Segment Start: Exercise data

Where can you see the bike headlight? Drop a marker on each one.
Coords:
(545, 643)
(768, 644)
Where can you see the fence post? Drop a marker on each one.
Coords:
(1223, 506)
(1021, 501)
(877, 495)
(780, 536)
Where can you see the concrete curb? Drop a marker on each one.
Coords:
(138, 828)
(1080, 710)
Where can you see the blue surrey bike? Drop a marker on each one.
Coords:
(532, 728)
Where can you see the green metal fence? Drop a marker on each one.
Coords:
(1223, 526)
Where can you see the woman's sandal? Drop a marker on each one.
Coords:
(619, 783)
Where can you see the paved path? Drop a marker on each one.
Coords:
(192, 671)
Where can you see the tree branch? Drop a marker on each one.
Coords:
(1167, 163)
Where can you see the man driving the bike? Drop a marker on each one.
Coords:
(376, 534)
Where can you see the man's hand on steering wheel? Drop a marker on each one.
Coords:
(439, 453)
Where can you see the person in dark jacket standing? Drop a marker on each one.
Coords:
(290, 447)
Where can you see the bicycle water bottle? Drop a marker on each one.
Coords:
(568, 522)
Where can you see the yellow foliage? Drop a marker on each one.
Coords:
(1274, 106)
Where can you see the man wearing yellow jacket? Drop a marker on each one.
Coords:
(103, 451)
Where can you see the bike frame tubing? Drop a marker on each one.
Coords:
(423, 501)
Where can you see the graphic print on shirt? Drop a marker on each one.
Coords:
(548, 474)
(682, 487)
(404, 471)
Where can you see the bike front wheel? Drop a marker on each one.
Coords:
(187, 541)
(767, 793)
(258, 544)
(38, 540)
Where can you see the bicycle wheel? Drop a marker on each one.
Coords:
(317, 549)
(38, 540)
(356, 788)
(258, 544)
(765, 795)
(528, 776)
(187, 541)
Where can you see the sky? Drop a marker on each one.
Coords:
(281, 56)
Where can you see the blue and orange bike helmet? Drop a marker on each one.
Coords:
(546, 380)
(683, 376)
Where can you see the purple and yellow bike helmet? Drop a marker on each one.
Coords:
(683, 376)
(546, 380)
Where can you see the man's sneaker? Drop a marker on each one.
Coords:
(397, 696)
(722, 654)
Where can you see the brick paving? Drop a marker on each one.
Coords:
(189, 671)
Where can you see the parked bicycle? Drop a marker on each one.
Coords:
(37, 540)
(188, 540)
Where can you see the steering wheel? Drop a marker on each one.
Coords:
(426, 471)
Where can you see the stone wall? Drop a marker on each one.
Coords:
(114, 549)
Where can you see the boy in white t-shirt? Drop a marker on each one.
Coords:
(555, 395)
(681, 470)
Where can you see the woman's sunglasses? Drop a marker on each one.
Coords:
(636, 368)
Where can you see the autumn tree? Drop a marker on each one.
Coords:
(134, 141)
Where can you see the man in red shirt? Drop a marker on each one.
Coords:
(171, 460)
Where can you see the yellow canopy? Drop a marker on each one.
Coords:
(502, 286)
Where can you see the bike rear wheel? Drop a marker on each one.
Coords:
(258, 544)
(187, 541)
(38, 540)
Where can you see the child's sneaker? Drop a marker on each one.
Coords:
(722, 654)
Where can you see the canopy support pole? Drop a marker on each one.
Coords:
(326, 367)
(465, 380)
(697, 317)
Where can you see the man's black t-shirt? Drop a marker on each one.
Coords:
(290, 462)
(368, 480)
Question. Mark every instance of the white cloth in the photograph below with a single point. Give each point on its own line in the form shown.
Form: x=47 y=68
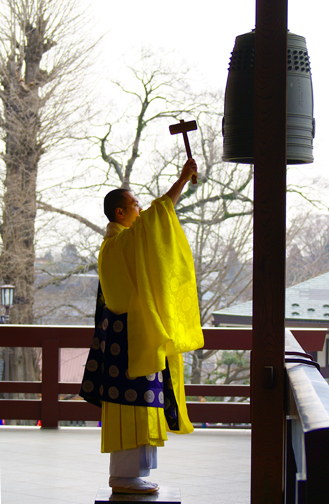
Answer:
x=133 y=463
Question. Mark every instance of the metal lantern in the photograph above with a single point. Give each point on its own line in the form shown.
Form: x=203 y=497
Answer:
x=238 y=120
x=7 y=295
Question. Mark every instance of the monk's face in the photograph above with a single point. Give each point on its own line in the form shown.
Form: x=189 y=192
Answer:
x=130 y=210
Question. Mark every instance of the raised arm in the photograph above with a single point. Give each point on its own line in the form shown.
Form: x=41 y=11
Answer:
x=189 y=169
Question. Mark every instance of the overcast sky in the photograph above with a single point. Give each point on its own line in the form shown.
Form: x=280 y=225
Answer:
x=203 y=33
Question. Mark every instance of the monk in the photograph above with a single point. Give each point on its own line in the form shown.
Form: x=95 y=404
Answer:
x=147 y=315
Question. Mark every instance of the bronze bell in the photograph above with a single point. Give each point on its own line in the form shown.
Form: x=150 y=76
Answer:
x=238 y=120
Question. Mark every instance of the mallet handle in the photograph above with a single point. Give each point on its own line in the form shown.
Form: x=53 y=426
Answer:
x=188 y=152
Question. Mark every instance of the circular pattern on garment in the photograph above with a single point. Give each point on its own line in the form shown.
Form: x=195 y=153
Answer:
x=95 y=344
x=174 y=284
x=92 y=365
x=128 y=377
x=131 y=395
x=113 y=371
x=151 y=377
x=87 y=386
x=113 y=393
x=117 y=326
x=115 y=349
x=149 y=396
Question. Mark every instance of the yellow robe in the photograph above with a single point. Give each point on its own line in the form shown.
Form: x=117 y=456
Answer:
x=147 y=271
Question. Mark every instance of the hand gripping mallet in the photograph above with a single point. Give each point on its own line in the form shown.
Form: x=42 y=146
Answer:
x=184 y=127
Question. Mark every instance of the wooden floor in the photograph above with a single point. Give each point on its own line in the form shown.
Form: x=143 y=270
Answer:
x=65 y=466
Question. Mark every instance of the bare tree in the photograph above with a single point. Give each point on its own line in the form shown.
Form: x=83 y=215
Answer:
x=308 y=247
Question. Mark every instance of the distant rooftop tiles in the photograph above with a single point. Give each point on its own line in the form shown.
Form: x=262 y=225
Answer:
x=308 y=300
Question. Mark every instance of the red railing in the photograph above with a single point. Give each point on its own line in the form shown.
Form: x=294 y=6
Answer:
x=51 y=410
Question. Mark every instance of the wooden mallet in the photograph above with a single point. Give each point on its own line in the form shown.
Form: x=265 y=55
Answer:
x=184 y=127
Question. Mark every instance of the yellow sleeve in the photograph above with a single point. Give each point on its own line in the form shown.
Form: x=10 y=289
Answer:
x=154 y=263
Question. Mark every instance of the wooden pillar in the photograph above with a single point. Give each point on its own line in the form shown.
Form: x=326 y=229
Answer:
x=267 y=398
x=50 y=386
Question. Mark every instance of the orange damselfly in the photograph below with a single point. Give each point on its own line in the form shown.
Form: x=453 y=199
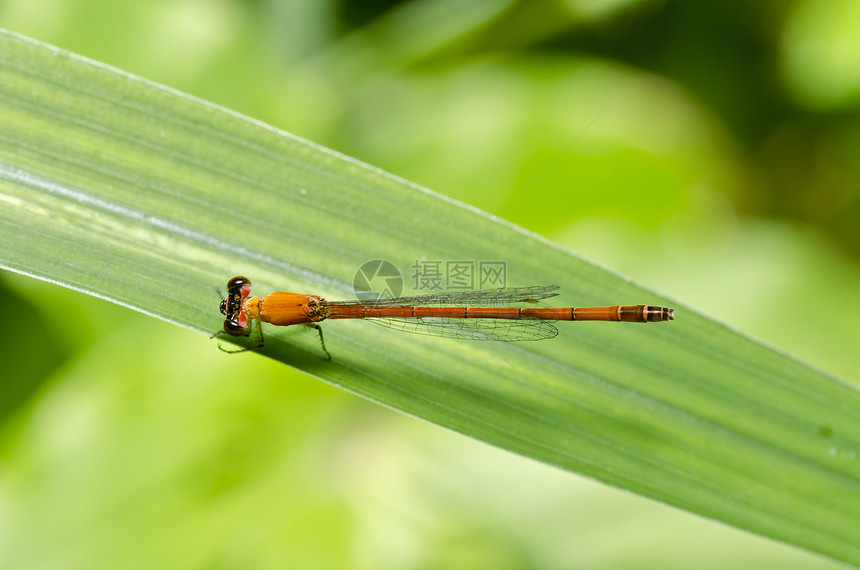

Segment End: Exercise data

Exercise details: Output the data exactly. Pictures don't belong in the result.

Result below:
Where can you see the bike headlight? Drop a marker on each one.
Coords:
(545, 643)
(768, 644)
Where can you see the fence post? Drop a marker on each one.
Coords:
(1223, 506)
(1021, 501)
(877, 495)
(780, 536)
Where can you see the concrete curb? Drop a marker on each one.
Coords:
(138, 828)
(1080, 710)
Where can you see the blue surrey bike? Drop a marker on each one.
Coords:
(532, 728)
Where can you see the green metal fence? Drop a marker on each one.
Coords:
(1223, 526)
Where can you see the woman's sandal? Drop a marker on each one.
Coords:
(619, 783)
Where can you see the paved path? Drop a marker on each one.
Coords:
(192, 671)
Where can you see the tree branch? Drop a marker on each one.
Coords:
(1167, 163)
Where can you see the man driving the bike? Drop a marker on each one.
Coords:
(376, 534)
Where can you see the man's hand on steering wheel? Drop a marker on each one.
Coords:
(439, 453)
Where can you see the person in dark jacket standing? Drop a marker on each one.
Coords:
(290, 447)
Where can you see the bicycle water bottle? Drop a marker on each one.
Coords:
(568, 522)
Where can you see the yellow foliage? Drop a marker on each one.
Coords:
(1274, 106)
Where can you see the man wearing yellow jacket? Drop a marker on each one.
Coords:
(103, 451)
Where can you see the bike frame tubing? Drop a marker on each one.
Coords:
(423, 501)
Where can you see the graphic print on shirt? Drop a marker on each one.
Coords:
(548, 474)
(682, 487)
(404, 471)
Where can you see the bike front wheel? Drop a marker on each one.
Coords:
(187, 541)
(767, 793)
(258, 544)
(38, 540)
Where can you see the bicycle wheel? Drop a marker on each one.
Coords:
(317, 549)
(38, 540)
(356, 788)
(258, 544)
(765, 795)
(528, 776)
(187, 541)
Where can you see the sky? Drop a marker on each one.
Coords:
(281, 56)
Where can you see the blue and orange bike helmet? Drop a marker on each one.
Coords:
(546, 380)
(683, 376)
Where can you see the purple and yellow bike helmet? Drop a marker on each one.
Coords:
(683, 376)
(546, 380)
Where can you see the man's sneaker? Drop a marker on each one.
Coords:
(397, 696)
(722, 654)
Where can you see the brick paving? Drop a marker on each one.
Coords:
(189, 671)
Where can you see the parked bicycle? Drop a marker on each one.
Coords:
(37, 540)
(188, 540)
Where can you see the steering wheel? Drop a marker on each one.
Coords:
(426, 471)
Where can you see the stone wall? Drop a marker on each one.
Coords:
(114, 549)
Where can you see the boy in white t-shirt? Drop a marker on each one.
Coords:
(555, 395)
(681, 470)
Where can you see the woman's sunglasses? Drop a marker on each one.
Coords:
(636, 368)
Where can you see the autumn tree? Drop a marker on each one.
Coords:
(134, 141)
Where can you see the man in red shirt? Drop a marker on each one.
Coords:
(171, 460)
Where can you see the yellow canopy? Drop a marker on each one.
Coords:
(502, 286)
Where can you see the bike rear wheel? Drop a marker on each one.
Coords:
(258, 544)
(187, 541)
(38, 540)
Where can you see the child's sneaker? Drop a marker on each one.
Coords:
(722, 654)
Where can you see the canopy support pole? Drop a marker on each one.
Coords:
(326, 367)
(465, 380)
(697, 317)
Where can you see the man's black t-shirt? Drop a marker on each one.
Coords:
(290, 462)
(368, 480)
Question. Mark every instance of the white cloth in the photograph below with a single point. Give each point on its own line in the form shown.
Form: x=47 y=68
Answer:
x=133 y=463
Question. Mark every instance of the metal lantern in the photograph above with a single point. Give each point on its own line in the form shown.
Form: x=203 y=497
Answer:
x=238 y=120
x=7 y=295
Question. Mark every instance of the monk's face in the photograph above with a single point. Give each point on its own line in the form shown.
Form: x=189 y=192
Answer:
x=130 y=210
Question. Mark every instance of the raised arm in the photograph above with a single point. Give each point on its own line in the form shown.
Form: x=41 y=11
Answer:
x=189 y=169
Question. Mark every instance of the overcast sky in the photograph above with a single point. Give each point on its own line in the form shown.
Form: x=280 y=225
Answer:
x=203 y=33
Question. Mark every instance of the monk in the photograph above with a single point. Give each point on its own line in the form shown.
Form: x=95 y=404
Answer:
x=147 y=315
Question. Mark every instance of the bronze bell in the photograph above with a single point. Give each point on its own line in the form shown.
Form: x=150 y=76
Answer:
x=238 y=120
Question. Mark every instance of the mallet handle in the photograph above with a single point. Give each point on its own line in the form shown.
Form: x=53 y=426
Answer:
x=188 y=152
Question. Mark every instance of the circular pattern on garment in the photograph above with a single point. Give each point on its own line in the form shown.
Form: x=195 y=153
Answer:
x=95 y=344
x=174 y=284
x=92 y=365
x=128 y=377
x=131 y=395
x=113 y=371
x=151 y=377
x=87 y=386
x=113 y=393
x=117 y=326
x=115 y=349
x=149 y=396
Question. Mark every instance of the yellow robe in the photograph above with a single point. Give each point on its own line in the form shown.
Form: x=117 y=456
Answer:
x=147 y=271
Question. Mark every instance of the hand gripping mallet in the photograph above with a single point. Give each point on its own line in the form shown.
Form: x=42 y=146
Answer:
x=184 y=127
Question. Mark every instance of the wooden floor in the photograph above with a single point. Give each point on its own line in the form shown.
Form: x=143 y=270
Answer:
x=65 y=466
Question. Mark every instance of the bare tree in the photograph above with a single point. Give each point on its own line in the form shown.
Form: x=83 y=215
Answer:
x=308 y=247
Question. Mark every instance of the distant rooftop tiles in the photograph above with a single point. Give each point on its own line in the form shown.
Form: x=262 y=225
Answer:
x=308 y=300
Question. Mark every instance of the red railing in the photograph above with a single point. Give each point on its own line in the form shown.
Form: x=294 y=6
Answer:
x=51 y=410
Question. Mark every instance of the wooden mallet in the photograph above with a single point. Give each point on its own line in the form shown.
Form: x=265 y=55
Answer:
x=184 y=127
Question. Mark every instance of the yellow sleeve in the photograph above with a single point. Give each point on its own line in the form shown.
Form: x=10 y=289
Answer:
x=154 y=263
Question. Mark every instance of the wooden pillar in the photograph above with a single point. Give each point on its own line in the form shown.
Form: x=326 y=229
Answer:
x=267 y=398
x=50 y=386
Question. Mark every instance of the orange damselfly in the photograph below with a single point. Give each point on its own line in the form shown.
Form: x=453 y=199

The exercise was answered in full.